> _Assigned task_
All of the entries need to be copied character for character.

[Stored data entries]

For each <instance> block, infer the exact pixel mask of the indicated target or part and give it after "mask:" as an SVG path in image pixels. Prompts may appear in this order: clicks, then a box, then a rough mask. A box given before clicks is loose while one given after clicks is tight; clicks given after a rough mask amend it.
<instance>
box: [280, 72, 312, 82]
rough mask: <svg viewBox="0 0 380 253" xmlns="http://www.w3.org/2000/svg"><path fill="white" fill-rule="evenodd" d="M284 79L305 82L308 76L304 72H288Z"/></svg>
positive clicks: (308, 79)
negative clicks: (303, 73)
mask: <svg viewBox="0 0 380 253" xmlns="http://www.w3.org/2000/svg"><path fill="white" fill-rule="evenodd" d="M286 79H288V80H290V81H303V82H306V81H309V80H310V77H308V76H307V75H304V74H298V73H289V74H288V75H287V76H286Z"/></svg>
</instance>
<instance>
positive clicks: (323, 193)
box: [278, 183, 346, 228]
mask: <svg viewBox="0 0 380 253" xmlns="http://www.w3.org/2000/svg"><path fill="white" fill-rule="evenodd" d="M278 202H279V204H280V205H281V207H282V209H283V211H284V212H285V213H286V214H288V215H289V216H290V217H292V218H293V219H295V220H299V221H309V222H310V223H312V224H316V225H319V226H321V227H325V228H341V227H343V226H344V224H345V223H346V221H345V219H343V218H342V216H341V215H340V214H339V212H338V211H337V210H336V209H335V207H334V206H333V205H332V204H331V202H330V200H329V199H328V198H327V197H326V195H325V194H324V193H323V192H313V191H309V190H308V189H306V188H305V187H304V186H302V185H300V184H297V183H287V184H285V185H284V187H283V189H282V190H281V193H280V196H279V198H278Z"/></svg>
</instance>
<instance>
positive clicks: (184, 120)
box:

> _Solution to this problem_
For each <instance> block, infer the exact pixel mask of the indicated target or part and give it after "mask:" as an SVG path in image pixels. Prompts may appear in this order: clicks, then a box, then a rough mask. A box given before clicks is loose while one given after clicks is tight; clicks given after a rough mask amend it.
<instance>
box: [280, 72, 312, 82]
rough mask: <svg viewBox="0 0 380 253" xmlns="http://www.w3.org/2000/svg"><path fill="white" fill-rule="evenodd" d="M284 79L305 82L308 76L304 72H288Z"/></svg>
positive clicks: (308, 79)
negative clicks: (303, 73)
mask: <svg viewBox="0 0 380 253" xmlns="http://www.w3.org/2000/svg"><path fill="white" fill-rule="evenodd" d="M286 79H288V80H290V81H303V82H306V81H309V80H310V77H308V76H307V75H304V74H298V73H289V74H288V75H287V76H286Z"/></svg>
</instance>
<instance>
positive clicks: (323, 193)
box: [278, 183, 346, 228]
mask: <svg viewBox="0 0 380 253" xmlns="http://www.w3.org/2000/svg"><path fill="white" fill-rule="evenodd" d="M278 202H279V204H280V205H281V207H282V209H283V211H284V212H285V213H286V214H288V215H289V216H290V217H292V218H293V219H295V220H299V221H309V222H310V223H312V224H316V225H319V226H321V227H325V228H341V227H343V226H344V224H345V223H346V221H345V219H343V218H342V216H341V215H340V214H339V212H338V211H337V210H336V209H335V207H334V206H333V205H332V204H331V202H330V200H329V199H328V198H327V197H326V195H325V194H324V193H323V192H313V191H309V190H308V189H306V188H305V187H304V186H302V185H300V184H297V183H287V184H285V185H284V187H283V189H282V190H281V193H280V196H279V198H278Z"/></svg>
</instance>
<instance>
positive clicks: (184, 120)
box:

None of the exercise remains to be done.